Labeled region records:
** Start **

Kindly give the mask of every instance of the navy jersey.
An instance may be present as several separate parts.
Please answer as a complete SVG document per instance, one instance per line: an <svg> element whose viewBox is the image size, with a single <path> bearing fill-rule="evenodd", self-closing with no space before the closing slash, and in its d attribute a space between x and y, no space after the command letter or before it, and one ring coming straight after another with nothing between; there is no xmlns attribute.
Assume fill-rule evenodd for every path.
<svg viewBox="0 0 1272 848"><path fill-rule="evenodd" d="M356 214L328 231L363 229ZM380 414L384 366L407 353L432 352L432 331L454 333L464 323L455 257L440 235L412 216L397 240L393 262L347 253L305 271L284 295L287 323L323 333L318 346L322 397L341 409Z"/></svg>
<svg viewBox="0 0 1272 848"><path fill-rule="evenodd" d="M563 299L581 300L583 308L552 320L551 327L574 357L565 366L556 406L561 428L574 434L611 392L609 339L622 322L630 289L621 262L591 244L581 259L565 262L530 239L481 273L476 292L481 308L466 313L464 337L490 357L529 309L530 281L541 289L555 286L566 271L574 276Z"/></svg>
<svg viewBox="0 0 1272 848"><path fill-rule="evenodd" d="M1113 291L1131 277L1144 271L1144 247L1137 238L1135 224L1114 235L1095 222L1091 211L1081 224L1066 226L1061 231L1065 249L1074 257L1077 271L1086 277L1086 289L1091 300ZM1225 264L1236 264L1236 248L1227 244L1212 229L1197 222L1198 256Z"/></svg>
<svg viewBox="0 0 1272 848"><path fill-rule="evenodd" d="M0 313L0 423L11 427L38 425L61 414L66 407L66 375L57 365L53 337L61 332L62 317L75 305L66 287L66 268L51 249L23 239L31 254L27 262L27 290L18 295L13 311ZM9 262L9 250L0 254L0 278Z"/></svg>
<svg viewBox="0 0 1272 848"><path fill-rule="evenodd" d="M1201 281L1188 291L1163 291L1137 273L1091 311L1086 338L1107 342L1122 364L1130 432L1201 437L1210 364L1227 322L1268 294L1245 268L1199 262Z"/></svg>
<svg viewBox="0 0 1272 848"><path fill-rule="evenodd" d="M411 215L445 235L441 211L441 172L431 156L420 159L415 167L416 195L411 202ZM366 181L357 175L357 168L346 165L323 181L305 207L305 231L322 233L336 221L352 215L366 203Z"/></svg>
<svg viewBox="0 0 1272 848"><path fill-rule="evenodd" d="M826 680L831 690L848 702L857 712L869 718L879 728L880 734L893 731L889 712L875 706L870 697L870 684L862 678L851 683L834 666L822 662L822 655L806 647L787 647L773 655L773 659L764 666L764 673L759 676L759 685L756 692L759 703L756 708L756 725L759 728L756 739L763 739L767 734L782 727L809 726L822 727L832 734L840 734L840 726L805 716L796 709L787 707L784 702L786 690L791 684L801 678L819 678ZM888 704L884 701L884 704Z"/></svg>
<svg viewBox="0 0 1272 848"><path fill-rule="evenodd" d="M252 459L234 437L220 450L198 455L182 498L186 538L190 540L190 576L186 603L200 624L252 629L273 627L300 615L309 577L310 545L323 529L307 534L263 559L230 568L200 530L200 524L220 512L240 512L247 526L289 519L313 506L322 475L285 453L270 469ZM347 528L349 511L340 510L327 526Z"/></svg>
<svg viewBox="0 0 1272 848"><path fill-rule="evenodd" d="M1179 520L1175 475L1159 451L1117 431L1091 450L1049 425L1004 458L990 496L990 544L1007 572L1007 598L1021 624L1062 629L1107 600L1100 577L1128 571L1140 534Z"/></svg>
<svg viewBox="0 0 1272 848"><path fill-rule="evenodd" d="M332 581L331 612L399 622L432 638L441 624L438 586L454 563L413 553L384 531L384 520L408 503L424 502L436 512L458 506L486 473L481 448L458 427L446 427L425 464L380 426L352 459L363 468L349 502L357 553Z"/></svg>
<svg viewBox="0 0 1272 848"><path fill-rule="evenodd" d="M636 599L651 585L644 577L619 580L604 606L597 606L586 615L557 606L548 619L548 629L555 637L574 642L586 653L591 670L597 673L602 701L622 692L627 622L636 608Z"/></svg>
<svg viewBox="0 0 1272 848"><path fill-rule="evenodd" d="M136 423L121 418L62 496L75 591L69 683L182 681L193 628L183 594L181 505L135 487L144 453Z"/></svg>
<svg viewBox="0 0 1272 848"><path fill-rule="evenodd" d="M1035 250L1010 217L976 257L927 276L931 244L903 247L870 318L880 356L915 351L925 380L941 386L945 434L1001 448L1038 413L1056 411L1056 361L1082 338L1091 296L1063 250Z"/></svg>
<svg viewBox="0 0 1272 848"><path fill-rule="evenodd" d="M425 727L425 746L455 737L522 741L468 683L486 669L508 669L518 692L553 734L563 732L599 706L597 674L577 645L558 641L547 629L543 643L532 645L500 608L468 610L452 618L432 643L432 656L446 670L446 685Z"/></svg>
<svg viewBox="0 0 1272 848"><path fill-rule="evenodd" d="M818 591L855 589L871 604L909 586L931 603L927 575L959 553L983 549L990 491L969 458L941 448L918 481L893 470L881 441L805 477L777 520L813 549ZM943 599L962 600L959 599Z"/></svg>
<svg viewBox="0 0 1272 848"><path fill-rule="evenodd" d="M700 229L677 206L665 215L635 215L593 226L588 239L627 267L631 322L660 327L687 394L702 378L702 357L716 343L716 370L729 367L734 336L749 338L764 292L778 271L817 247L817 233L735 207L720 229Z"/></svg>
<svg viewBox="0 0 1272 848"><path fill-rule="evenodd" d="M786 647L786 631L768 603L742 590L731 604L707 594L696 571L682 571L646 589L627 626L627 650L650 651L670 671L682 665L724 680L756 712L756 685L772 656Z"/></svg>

** End **

§ **WORK TO BE COMPLETED**
Reproduce every one of the lines above verbatim, without changing anything.

§ **PROBLEM SOLUTION**
Kindly give the mask of every instance of the navy jersey.
An instance may be present as several separate parts.
Please answer as a complete SVG document per instance, one instance per line: an <svg> element whose viewBox is the image size, with a single <path> bearing fill-rule="evenodd", self-closing with no space before the closing slash, and in its d attribute a space between x and y, no space after the command letter or before it, and one ring coming straight after another with nothing between; there is no xmlns attribute.
Assume fill-rule evenodd for every path.
<svg viewBox="0 0 1272 848"><path fill-rule="evenodd" d="M356 214L328 231L363 229ZM380 414L384 366L407 353L432 352L432 331L454 333L464 323L455 257L440 235L412 216L397 240L393 262L347 253L305 271L284 295L287 323L323 333L318 346L322 397L341 409Z"/></svg>
<svg viewBox="0 0 1272 848"><path fill-rule="evenodd" d="M563 299L581 300L583 308L552 320L551 327L574 357L565 366L556 406L561 428L574 434L611 392L609 339L622 322L630 289L621 262L591 244L581 259L565 262L530 239L481 273L476 292L481 308L466 313L464 337L490 357L529 309L530 281L541 289L555 286L566 271L574 276Z"/></svg>
<svg viewBox="0 0 1272 848"><path fill-rule="evenodd" d="M1113 291L1131 277L1144 271L1144 247L1137 238L1135 224L1114 235L1095 222L1091 211L1081 224L1066 226L1061 231L1065 249L1074 257L1077 271L1086 277L1086 289L1091 300ZM1225 264L1236 264L1236 248L1227 244L1212 229L1197 222L1198 256Z"/></svg>
<svg viewBox="0 0 1272 848"><path fill-rule="evenodd" d="M0 313L0 423L11 427L38 425L61 414L66 407L66 375L57 365L53 337L61 332L62 317L75 305L66 287L66 268L51 249L23 239L31 254L27 262L27 290L18 295L13 311ZM9 262L9 250L0 254L0 278Z"/></svg>
<svg viewBox="0 0 1272 848"><path fill-rule="evenodd" d="M1201 281L1188 291L1163 291L1137 273L1091 311L1086 338L1107 342L1122 364L1130 432L1201 437L1210 364L1227 322L1268 294L1245 268L1199 262Z"/></svg>
<svg viewBox="0 0 1272 848"><path fill-rule="evenodd" d="M411 215L445 235L441 211L441 172L431 156L420 159L415 167L416 195L411 202ZM366 181L357 175L357 168L346 165L323 181L305 207L305 231L322 233L336 221L352 215L366 203Z"/></svg>
<svg viewBox="0 0 1272 848"><path fill-rule="evenodd" d="M826 680L831 690L848 702L857 712L869 718L879 728L880 734L893 731L889 712L875 706L870 697L870 684L862 678L851 683L834 666L822 662L822 655L806 647L787 647L773 655L773 659L764 666L764 673L759 676L759 685L756 692L759 703L756 708L756 725L759 728L756 739L763 739L767 734L782 727L809 726L822 727L832 734L840 734L840 726L805 716L796 709L787 707L784 702L786 690L791 684L801 678L819 678ZM888 704L884 701L884 704Z"/></svg>
<svg viewBox="0 0 1272 848"><path fill-rule="evenodd" d="M252 459L234 437L220 450L198 455L182 498L186 538L190 540L190 576L186 603L200 624L252 629L273 627L300 615L309 577L310 545L323 529L307 534L263 559L230 568L200 530L200 524L220 512L240 512L247 526L289 519L313 506L322 475L285 453L270 469ZM347 528L349 511L340 510L327 526Z"/></svg>
<svg viewBox="0 0 1272 848"><path fill-rule="evenodd" d="M1179 520L1175 475L1159 451L1117 431L1091 450L1049 425L1004 458L990 496L990 544L1007 572L1007 598L1021 624L1062 629L1107 600L1100 577L1128 571L1140 534Z"/></svg>
<svg viewBox="0 0 1272 848"><path fill-rule="evenodd" d="M332 581L331 612L399 622L432 638L441 624L438 586L454 563L413 553L384 531L384 520L408 503L424 502L436 512L458 506L486 473L481 448L458 427L446 427L425 464L380 426L352 459L363 468L349 502L357 553Z"/></svg>
<svg viewBox="0 0 1272 848"><path fill-rule="evenodd" d="M636 599L651 585L644 577L619 580L604 606L597 606L586 615L557 606L548 619L548 629L555 637L574 642L586 653L591 670L597 673L602 701L622 692L627 622L636 608Z"/></svg>
<svg viewBox="0 0 1272 848"><path fill-rule="evenodd" d="M136 423L121 418L62 496L75 591L69 683L182 681L193 628L183 594L181 505L135 487L144 453Z"/></svg>
<svg viewBox="0 0 1272 848"><path fill-rule="evenodd" d="M1035 250L1010 217L976 257L927 276L931 244L903 247L870 318L880 356L915 351L925 380L941 386L945 434L1001 448L1038 413L1056 411L1056 361L1082 338L1091 296L1063 250Z"/></svg>
<svg viewBox="0 0 1272 848"><path fill-rule="evenodd" d="M425 727L425 746L455 737L522 741L468 683L486 669L508 669L518 692L553 734L563 732L599 706L597 674L577 645L558 641L547 629L543 643L532 645L500 608L468 610L452 618L432 643L432 656L446 670L446 685Z"/></svg>
<svg viewBox="0 0 1272 848"><path fill-rule="evenodd" d="M818 591L855 589L871 604L909 586L931 603L927 575L959 553L983 549L990 491L969 458L941 448L918 481L893 470L881 441L805 477L777 520L813 549ZM943 599L962 600L959 599Z"/></svg>
<svg viewBox="0 0 1272 848"><path fill-rule="evenodd" d="M700 229L677 206L665 215L635 215L593 226L588 239L627 267L631 322L660 327L687 394L702 378L702 357L716 343L716 370L729 367L734 336L749 338L764 292L778 271L817 247L817 233L735 207L720 229Z"/></svg>
<svg viewBox="0 0 1272 848"><path fill-rule="evenodd" d="M786 647L786 631L768 603L742 590L731 604L707 594L696 571L682 571L646 589L627 626L627 650L650 651L670 671L682 665L724 680L756 712L756 685L772 656Z"/></svg>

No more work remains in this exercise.